What you should do -> In the film passage, swap "cars" for "trucks" and reproduce the section starting at "Removed scene" and ending at "and join him.".

Roger Ebert rated the film three stars out of four, putting particular emphasis on the amount of time spent on the relative ease in passing an NCAA drug test, saying "[a]nd the movie seems expert on how a lineman could pump himself full of steroids and still pass the NCAA drug tests."  Janet Maslin of The New York Times called it "routine" but praised the performance of Andrew Bryniarski, saying, "[w]hen high on steroids, he turns into a competition-crazed monster, but the film manages to make him likable anyhow."  Reviewing it on video, Entertainment Weekly gave the film a B− and wrote that it is better than its reputation.

Removed scene
The film originally included a scene in which Kane lies down in the middle of a road on the lane divider, cars barely missing him as they  move at highway speeds. Reading aloud from a Sports Illustrated college football preview issue with him on the front cover, he comically remarks, "They're talking about how good I am under pressure." Several team members who are at first trying to stop Kane decide that it is a test of their bravery and team unity and join him.

Data under study ->
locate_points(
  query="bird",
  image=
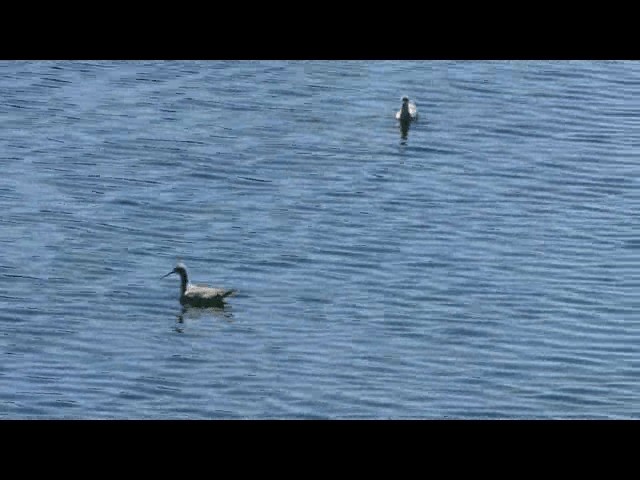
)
(408, 111)
(199, 295)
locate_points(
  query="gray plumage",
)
(198, 295)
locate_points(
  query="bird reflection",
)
(190, 313)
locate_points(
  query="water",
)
(485, 266)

Solution to the problem ->
Removed scene
The film originally included a scene in which Kane lies down in the middle of a road on the lane divider, trucks barely missing him as they  move at highway speeds. Reading aloud from a Sports Illustrated college football preview issue with him on the front cover, he comically remarks, "They're talking about how good I am under pressure." Several team members who are at first trying to stop Kane decide that it is a test of their bravery and team unity and join him.